§ **Exercise**
From the first line to the last, reproduce the records exactly.

§ **Dataset entries**
_ _ _ _
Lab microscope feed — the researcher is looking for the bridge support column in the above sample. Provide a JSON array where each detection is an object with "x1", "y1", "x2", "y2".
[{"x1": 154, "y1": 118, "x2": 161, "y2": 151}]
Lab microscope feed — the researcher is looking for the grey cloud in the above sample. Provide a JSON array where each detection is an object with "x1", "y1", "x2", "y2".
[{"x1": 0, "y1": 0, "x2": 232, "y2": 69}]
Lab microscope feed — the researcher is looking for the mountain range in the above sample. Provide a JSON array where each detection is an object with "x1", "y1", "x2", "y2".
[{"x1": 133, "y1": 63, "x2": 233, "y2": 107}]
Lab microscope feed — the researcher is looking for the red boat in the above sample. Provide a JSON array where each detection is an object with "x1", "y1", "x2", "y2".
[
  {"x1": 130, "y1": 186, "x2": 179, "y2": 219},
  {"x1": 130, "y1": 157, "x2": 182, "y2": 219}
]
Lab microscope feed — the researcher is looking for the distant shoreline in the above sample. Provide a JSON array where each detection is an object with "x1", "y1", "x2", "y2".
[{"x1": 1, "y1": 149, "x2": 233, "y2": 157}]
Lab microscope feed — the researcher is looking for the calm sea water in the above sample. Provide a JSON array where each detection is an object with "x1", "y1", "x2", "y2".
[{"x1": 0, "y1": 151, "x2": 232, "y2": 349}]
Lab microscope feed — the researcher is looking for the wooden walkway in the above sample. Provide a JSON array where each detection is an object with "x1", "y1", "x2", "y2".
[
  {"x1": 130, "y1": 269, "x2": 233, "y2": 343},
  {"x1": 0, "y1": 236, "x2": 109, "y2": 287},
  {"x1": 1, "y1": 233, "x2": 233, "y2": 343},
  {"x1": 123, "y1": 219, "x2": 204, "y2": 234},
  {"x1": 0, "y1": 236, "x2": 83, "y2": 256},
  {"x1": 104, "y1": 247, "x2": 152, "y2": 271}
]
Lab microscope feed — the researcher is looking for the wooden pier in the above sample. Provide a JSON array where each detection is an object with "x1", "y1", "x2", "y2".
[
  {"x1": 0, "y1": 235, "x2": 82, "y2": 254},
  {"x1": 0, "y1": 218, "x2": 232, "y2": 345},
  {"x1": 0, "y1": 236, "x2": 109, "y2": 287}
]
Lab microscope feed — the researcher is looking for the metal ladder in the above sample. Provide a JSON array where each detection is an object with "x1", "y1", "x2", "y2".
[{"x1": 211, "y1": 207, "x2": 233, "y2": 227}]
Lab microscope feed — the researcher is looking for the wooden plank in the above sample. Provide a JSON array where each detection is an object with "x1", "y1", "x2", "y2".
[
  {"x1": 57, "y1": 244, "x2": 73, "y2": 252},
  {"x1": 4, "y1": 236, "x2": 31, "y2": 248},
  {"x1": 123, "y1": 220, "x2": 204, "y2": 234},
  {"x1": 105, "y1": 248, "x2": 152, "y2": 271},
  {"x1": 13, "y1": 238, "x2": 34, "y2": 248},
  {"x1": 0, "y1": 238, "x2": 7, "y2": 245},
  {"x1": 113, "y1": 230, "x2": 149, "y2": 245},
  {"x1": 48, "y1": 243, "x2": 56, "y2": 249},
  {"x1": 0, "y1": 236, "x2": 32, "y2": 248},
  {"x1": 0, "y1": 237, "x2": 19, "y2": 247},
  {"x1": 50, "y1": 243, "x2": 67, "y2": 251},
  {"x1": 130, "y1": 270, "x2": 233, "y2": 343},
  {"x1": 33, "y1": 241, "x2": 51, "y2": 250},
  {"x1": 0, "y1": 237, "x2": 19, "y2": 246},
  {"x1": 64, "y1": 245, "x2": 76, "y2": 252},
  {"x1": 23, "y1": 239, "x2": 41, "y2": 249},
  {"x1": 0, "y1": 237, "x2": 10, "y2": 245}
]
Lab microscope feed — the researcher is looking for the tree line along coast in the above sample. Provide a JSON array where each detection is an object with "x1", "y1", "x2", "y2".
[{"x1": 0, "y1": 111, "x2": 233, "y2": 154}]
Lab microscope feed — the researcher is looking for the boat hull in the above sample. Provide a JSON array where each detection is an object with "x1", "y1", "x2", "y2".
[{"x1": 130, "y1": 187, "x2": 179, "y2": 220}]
_ _ _ _
§ **Written answer**
Lab microscope feed — the researcher is looking for the bridge support column in the above sample. Provide a JSON array where each detection is an object with "x1", "y1", "x2", "y2".
[{"x1": 154, "y1": 118, "x2": 161, "y2": 151}]
Lab microscope feed — the researcher is looking for the grey cloud in the above sample. Provide a JSON array where each detection is an object with "x1", "y1", "x2", "y2".
[{"x1": 0, "y1": 0, "x2": 232, "y2": 69}]
Lab microscope feed — the researcher is looking for the mountain range in the above sample. Provide a JSON array where each detection is an object with "x1", "y1", "x2", "y2".
[{"x1": 133, "y1": 63, "x2": 233, "y2": 107}]
Lab microscope feed — the researcher is looking for the red boat in the above sample. Provide a JSON array where each detection is an object with "x1", "y1", "x2", "y2".
[
  {"x1": 130, "y1": 186, "x2": 179, "y2": 219},
  {"x1": 130, "y1": 157, "x2": 182, "y2": 219}
]
Lab microscope feed — the researcher is looking for the distant shoreline in the above sample. Provide a JSON array where each detection is an object with "x1", "y1", "x2", "y2".
[{"x1": 1, "y1": 149, "x2": 233, "y2": 157}]
Lab microscope feed — the researcher is looking for the calm sea water in the above sample. Provide a JSON array where each detection is an object with "x1", "y1", "x2", "y2".
[{"x1": 0, "y1": 151, "x2": 232, "y2": 349}]
Lab microscope feed — the researcher is looking for the wooden walkway in the above sample. Provide a JSON array where each detection is an object with "x1", "y1", "x2", "y2".
[
  {"x1": 130, "y1": 269, "x2": 233, "y2": 343},
  {"x1": 0, "y1": 236, "x2": 109, "y2": 287},
  {"x1": 1, "y1": 233, "x2": 233, "y2": 343},
  {"x1": 123, "y1": 219, "x2": 204, "y2": 234},
  {"x1": 0, "y1": 236, "x2": 83, "y2": 256},
  {"x1": 104, "y1": 247, "x2": 152, "y2": 271}
]
Lab microscope feed — the researcher is looking for the wooden pier in the above sample. Provide a JSON array where each detection is an object with "x1", "y1", "x2", "y2".
[
  {"x1": 0, "y1": 235, "x2": 82, "y2": 254},
  {"x1": 0, "y1": 218, "x2": 232, "y2": 345},
  {"x1": 0, "y1": 236, "x2": 109, "y2": 287}
]
Lab microscope feed — the researcher is looking for the metal ladder in the above sample. Provide a JSON array where each detection is an object with "x1", "y1", "x2", "y2".
[{"x1": 211, "y1": 207, "x2": 233, "y2": 227}]
Lab microscope feed — the researcher is looking for the wooden plank in the above sample. Provide a JSON array where each detection is an object with "x1", "y1", "x2", "y2".
[
  {"x1": 57, "y1": 244, "x2": 73, "y2": 252},
  {"x1": 4, "y1": 236, "x2": 31, "y2": 248},
  {"x1": 123, "y1": 220, "x2": 204, "y2": 234},
  {"x1": 105, "y1": 248, "x2": 152, "y2": 271},
  {"x1": 13, "y1": 238, "x2": 34, "y2": 248},
  {"x1": 0, "y1": 238, "x2": 7, "y2": 245},
  {"x1": 113, "y1": 230, "x2": 149, "y2": 245},
  {"x1": 48, "y1": 243, "x2": 56, "y2": 249},
  {"x1": 0, "y1": 236, "x2": 32, "y2": 248},
  {"x1": 0, "y1": 237, "x2": 19, "y2": 247},
  {"x1": 50, "y1": 243, "x2": 67, "y2": 251},
  {"x1": 130, "y1": 270, "x2": 233, "y2": 343},
  {"x1": 33, "y1": 241, "x2": 51, "y2": 250},
  {"x1": 0, "y1": 237, "x2": 19, "y2": 246},
  {"x1": 64, "y1": 245, "x2": 76, "y2": 252},
  {"x1": 23, "y1": 239, "x2": 41, "y2": 249},
  {"x1": 0, "y1": 237, "x2": 10, "y2": 245}
]
Lab microscope feed — the researcher is looking for the tree line along coast in the above sample. Provide a JSON array where each detection is an object with "x1", "y1", "x2", "y2".
[{"x1": 0, "y1": 111, "x2": 233, "y2": 154}]
Lab microscope feed — the researcher is looking for the boat hull in the above sample. Provide a JSON array where each detection is an object with "x1", "y1", "x2", "y2".
[{"x1": 130, "y1": 187, "x2": 179, "y2": 220}]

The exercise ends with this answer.